*Data provided*:
=== Begin Enclosure ===
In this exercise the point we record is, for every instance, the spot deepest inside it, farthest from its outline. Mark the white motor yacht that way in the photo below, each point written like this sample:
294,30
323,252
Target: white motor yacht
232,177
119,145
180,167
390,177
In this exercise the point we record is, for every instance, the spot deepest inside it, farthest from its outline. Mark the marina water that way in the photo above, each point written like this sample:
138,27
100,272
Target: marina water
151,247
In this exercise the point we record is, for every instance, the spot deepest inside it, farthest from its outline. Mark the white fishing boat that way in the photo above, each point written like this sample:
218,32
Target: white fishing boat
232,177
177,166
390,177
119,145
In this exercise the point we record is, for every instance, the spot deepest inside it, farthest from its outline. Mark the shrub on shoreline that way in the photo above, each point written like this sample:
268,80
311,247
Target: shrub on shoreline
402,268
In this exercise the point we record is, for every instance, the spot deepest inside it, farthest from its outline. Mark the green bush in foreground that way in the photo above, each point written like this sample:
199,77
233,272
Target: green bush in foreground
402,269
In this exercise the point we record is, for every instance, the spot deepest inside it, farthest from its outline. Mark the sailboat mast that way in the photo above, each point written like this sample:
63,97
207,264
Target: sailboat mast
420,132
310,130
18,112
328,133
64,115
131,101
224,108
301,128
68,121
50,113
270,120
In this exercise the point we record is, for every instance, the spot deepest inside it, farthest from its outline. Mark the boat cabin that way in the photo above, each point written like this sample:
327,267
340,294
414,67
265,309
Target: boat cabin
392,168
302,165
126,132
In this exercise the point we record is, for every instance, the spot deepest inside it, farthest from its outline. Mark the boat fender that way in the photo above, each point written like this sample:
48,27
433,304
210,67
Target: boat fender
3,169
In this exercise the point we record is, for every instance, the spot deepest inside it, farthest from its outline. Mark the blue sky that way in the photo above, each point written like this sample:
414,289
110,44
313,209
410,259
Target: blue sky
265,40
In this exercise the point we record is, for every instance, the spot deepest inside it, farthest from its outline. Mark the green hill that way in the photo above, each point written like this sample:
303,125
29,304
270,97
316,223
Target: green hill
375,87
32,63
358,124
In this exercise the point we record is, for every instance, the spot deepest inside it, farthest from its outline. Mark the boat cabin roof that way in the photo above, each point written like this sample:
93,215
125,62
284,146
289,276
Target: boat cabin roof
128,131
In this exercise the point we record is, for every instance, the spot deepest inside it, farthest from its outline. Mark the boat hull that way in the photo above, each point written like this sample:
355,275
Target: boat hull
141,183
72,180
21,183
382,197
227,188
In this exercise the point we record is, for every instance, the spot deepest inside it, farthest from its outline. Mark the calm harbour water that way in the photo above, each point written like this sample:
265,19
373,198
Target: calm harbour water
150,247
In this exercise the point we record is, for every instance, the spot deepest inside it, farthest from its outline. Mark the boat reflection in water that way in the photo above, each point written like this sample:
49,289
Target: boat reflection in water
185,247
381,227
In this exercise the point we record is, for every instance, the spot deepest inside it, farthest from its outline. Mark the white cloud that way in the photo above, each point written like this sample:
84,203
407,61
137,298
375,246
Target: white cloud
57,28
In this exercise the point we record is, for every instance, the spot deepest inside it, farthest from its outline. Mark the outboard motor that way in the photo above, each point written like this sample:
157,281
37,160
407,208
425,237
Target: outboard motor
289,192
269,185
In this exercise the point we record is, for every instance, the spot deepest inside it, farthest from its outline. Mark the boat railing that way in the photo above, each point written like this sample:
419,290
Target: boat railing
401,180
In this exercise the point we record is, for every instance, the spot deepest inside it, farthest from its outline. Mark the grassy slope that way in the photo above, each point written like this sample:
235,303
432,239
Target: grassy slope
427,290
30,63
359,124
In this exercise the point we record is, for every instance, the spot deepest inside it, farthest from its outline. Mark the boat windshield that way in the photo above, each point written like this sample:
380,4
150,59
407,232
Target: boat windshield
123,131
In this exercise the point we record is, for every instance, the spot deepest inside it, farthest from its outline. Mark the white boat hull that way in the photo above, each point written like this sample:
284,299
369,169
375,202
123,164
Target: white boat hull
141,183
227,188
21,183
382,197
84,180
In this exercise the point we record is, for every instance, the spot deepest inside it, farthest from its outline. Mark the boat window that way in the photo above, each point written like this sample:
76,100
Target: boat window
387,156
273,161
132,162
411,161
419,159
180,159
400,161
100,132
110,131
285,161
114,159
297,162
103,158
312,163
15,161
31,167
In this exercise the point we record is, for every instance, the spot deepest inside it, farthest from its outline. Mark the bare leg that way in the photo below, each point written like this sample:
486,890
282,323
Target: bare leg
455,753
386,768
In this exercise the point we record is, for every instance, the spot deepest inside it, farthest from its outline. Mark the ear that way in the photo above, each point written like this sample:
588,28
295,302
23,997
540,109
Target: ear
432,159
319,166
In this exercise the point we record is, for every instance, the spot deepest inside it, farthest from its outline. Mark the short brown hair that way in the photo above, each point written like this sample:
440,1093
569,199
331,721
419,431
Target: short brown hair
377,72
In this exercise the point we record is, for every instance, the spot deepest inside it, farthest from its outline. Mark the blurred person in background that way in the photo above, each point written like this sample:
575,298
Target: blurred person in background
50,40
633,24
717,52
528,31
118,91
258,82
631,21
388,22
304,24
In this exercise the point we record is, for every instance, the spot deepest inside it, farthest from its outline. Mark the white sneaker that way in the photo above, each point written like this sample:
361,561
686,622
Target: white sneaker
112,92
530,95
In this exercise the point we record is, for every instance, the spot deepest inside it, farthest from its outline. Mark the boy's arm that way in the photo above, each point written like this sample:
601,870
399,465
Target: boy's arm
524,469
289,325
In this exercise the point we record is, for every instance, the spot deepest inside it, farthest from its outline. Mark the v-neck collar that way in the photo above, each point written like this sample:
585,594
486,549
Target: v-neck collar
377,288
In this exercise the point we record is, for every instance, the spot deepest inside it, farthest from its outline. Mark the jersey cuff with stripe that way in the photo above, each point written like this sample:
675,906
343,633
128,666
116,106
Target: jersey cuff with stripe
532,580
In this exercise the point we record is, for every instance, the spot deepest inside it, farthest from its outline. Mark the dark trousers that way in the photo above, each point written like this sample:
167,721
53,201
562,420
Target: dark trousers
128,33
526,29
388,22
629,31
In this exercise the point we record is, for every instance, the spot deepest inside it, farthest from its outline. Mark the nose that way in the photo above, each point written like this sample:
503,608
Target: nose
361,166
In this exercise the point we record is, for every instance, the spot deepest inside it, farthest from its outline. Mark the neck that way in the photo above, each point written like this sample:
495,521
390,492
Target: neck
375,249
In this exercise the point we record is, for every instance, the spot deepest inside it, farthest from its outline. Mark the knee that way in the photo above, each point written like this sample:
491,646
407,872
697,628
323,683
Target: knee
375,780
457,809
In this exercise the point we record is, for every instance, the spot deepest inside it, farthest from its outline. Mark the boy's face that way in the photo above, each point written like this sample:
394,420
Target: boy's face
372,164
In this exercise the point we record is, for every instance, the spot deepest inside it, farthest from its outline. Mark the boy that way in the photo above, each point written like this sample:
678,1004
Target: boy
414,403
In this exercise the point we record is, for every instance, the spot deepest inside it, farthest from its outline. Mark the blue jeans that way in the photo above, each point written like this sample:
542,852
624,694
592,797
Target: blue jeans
=== End Enclosure ===
*Exercise description*: Please give every entry again, precisely as it appears.

*Answer to this problem*:
In this exercise the point we record is, for every instance, the spot deepest inside it, farthest from its outline. Mark the white motor yacht that way in the photo below, each point written like this sample:
294,30
323,252
Target: white motor yacht
232,177
119,145
180,167
390,177
In this exercise the point we record is, for every instance, the spot deepest inside it, farthest from its outline. Mark the marina water that way in the photo above, each point written like this sample:
138,27
100,272
Target: marina water
151,247
In this exercise the point we record is, for every instance, the spot deepest inside it, farthest from its outline. Mark the white fishing boat that way in the photo above, each point written like this sample:
218,32
Target: white fishing boat
232,177
177,166
390,177
119,145
In this exercise the point we record is, for every instance, the spot deepest inside it, farthest from its outline. Mark the shrub on shoreline that way in the photo above, each point written like this sample:
268,80
311,247
Target: shrub on shoreline
402,268
In this exercise the point we record is, for every instance, the spot deepest inside it, farthest from its outline. Mark the green bush in foreground that way in the photo above, each point written like this sample:
199,77
233,272
Target: green bush in foreground
402,269
In this exercise the point we record is, for every instance, the spot deepest inside it, farthest from its outline. Mark the sailboat mast that way in the photo above, each point written like this sample:
63,97
207,264
Target: sailboat mast
420,132
310,130
18,112
328,133
64,115
131,101
224,108
301,128
68,121
50,113
270,120
In this exercise the point we record is, for every instance, the spot deepest inside it, farthest from its outline. Mark the boat cabin that way in the photo above, each point written like this sample:
327,267
340,294
414,67
265,309
Target: boat cabin
392,168
302,165
126,132
In this exercise the point we record is, for every instance, the spot deepest inside it, farthest from its outline. Mark the boat fender that way in the photo above, each point written like this sample:
48,27
433,304
210,67
Target: boat fender
3,169
In this exercise the point we record is, for every instance, the spot deepest inside it, farthest from its outline. Mark the blue sky that way in the photo above, each point written like this sample:
414,289
110,44
313,209
410,259
Target: blue sky
265,40
In this exercise the point we record is, for every instance, the spot deepest inside it, farthest from its outline. Mark the green hill that way in the photo above, each point written like this sample:
303,125
29,304
270,97
316,223
Target: green hill
375,87
32,63
358,124
In this exercise the point we record is, for every instance, the spot deepest inside it, farthest from its outline. Mark the boat cabin roof that way in the photo above, each point written like this sample:
93,215
125,62
284,146
289,276
Target: boat cabin roof
128,131
In this exercise the point we record is, for every instance, the spot deepest inside it, farthest from its outline. Mark the boat hull that way in the photo above, each point written like this sample:
355,275
Target: boat hull
141,183
72,180
21,183
382,197
227,188
In this exercise the point we record is, for every instance, the spot deepest inside it, farthest from its outline. Mark the calm harbour water that way in the photo above, each point written like this sample:
265,19
373,198
Target: calm harbour water
150,247
In this exercise the point we record is, for every instance, the spot deepest inside it, farthest from its outline. Mark the boat reflection in water that way in the photo above, each point written like this sample:
49,289
Target: boat reflection in water
185,247
381,227
In this exercise the point we record is, for every instance, the spot deepest inside it, farthest from its outline. Mark the white cloud that way in the photo above, each point written like this sample:
84,203
407,61
137,298
375,246
Target: white cloud
57,28
In this exercise the point we record is, for every instance, the spot deepest inside it, farthest from its outline. Mark the outboard motor that way in the photo above, each point written like this sample:
157,281
37,160
407,208
425,237
Target: outboard motor
289,192
269,185
In this exercise the point we record is, for every instance, the spot deepest inside it, farthest from its outline. Mark the boat railing that way in the photo above, each point written like this sample:
419,290
Target: boat railing
401,180
In this exercise the point we record is, for every instance, the spot deepest inside it, farthest from its outline. Mark the grassy slope that way in the photo above, each point written like this sample:
235,303
432,239
Target: grassy slope
427,290
30,63
359,124
In this exercise the point we record is, for every instance, the spot deepest inside it, farthest from its outline. Mark the boat windshield that way in the photo above, each point written like this sample:
380,4
150,59
407,232
Target: boat windshield
123,131
In this exercise the point we record is, for every instance, the spot deepest inside it, farthest from its outline. Mark the white boat hull that way in the photo above, each point written like this sample:
284,299
369,169
375,202
123,164
Target: white boat hull
141,183
227,188
21,183
382,197
84,180
In this exercise the point we record is, for every instance, the spot deepest inside it, farthest from its outline. Mark the boat window that way in the photo above, each point written like this sample:
76,100
Target: boat window
387,156
273,161
132,162
411,161
419,159
180,159
400,161
100,132
110,131
285,161
114,159
297,162
103,158
312,163
15,161
31,167
In this exercise the point we record is, for every instance, the spot deepest inside it, farthest from its outline. Mark the bare leg that way in the photo below, each point written like this sample:
486,890
282,323
Target: bare leg
455,753
386,768
In this exercise the point we record is, for every instance, the spot deepest inside it, farthest from its outline. Mark the ear that way in the photo above, each point written like this sample:
588,28
295,302
23,997
540,109
Target: ear
432,159
319,166
In this exercise the point we record is, for every instance, the spot deepest inside it, farthest from its outline. Mark the short brown hair that way in the photo above, each point written like this sample:
440,1093
569,199
331,721
419,431
Target: short brown hair
377,72
In this exercise the point we record is, for every instance, the spot deepest inside it, farthest from its outline. Mark the blurred person in background that way in the photo above, each point written like this sample:
575,298
Target: blurred person in background
50,40
633,24
717,52
528,31
118,91
258,82
631,21
388,22
304,24
In this exercise the point we record is, for every instance, the spot deepest inside it, farthest from its outline. Mark the white sneaker that way in the photo above, each point written like this sample:
361,561
686,622
Target: white sneaker
112,92
530,95
In this exercise the point we record is, for every instance, the spot deepest inside it, farthest from its outline. Mark the boy's arm that way in the photo above, each point written like this sample:
601,870
399,465
Target: boy's arm
524,469
289,325
In this exercise the point we record is, for every instance, the spot deepest inside it, farthest from its outline. Mark the v-neck collar that way in the photo above, each point written like this sample:
585,594
486,549
Target: v-neck collar
377,288
In this exercise the point we record is, for every instance, the spot deepest inside it, farthest from its outline. Mark the jersey cuff with stripe that way in the photo above, each point written like this sample:
675,906
343,633
128,666
116,106
Target: jersey cuff with stripe
532,580
In this exercise the point we record is, for every instance, the spot deepest inside it, farthest from its outline. Mark the dark trousers that way in the photo above, each point written like this sample:
167,721
53,201
562,420
Target: dark trousers
128,33
526,29
388,22
629,31
In this exercise the point we record is, for every instance, the spot deepest inside it, farthest from its outline. Mark the nose that way in the photo above, each point written like this sample:
503,608
Target: nose
361,166
In this exercise the point we record is, for every instance, the spot deepest inside it, farthest from its outline. Mark the neck that way in the photo above, each point written like this sample:
495,521
390,492
Target: neck
375,249
In this exercise the point we record is, for every instance, the spot deepest inside it, farthest from its outline. Mark the knee that way in the photo above, each point written like this sample:
491,646
407,872
697,628
323,683
Target: knee
375,780
457,809
In this exercise the point we record is, for every instance, the spot deepest inside it, farthest from its outline. Mark the boy's face that way in the photo above, each point written like this sample:
394,420
Target: boy's face
372,164
In this exercise the point we record is, for every instance, the spot deepest inside it, farthest from its outline. Mark the boy that way in the photo above, each point written like this sample:
678,1004
Target: boy
414,403
In this exercise the point we record is, for every instance, the spot deepest inside it, farthest from its outline. Mark the blue jeans that way in the photo above, each point written like this sample:
542,852
624,694
592,797
Target: blue jeans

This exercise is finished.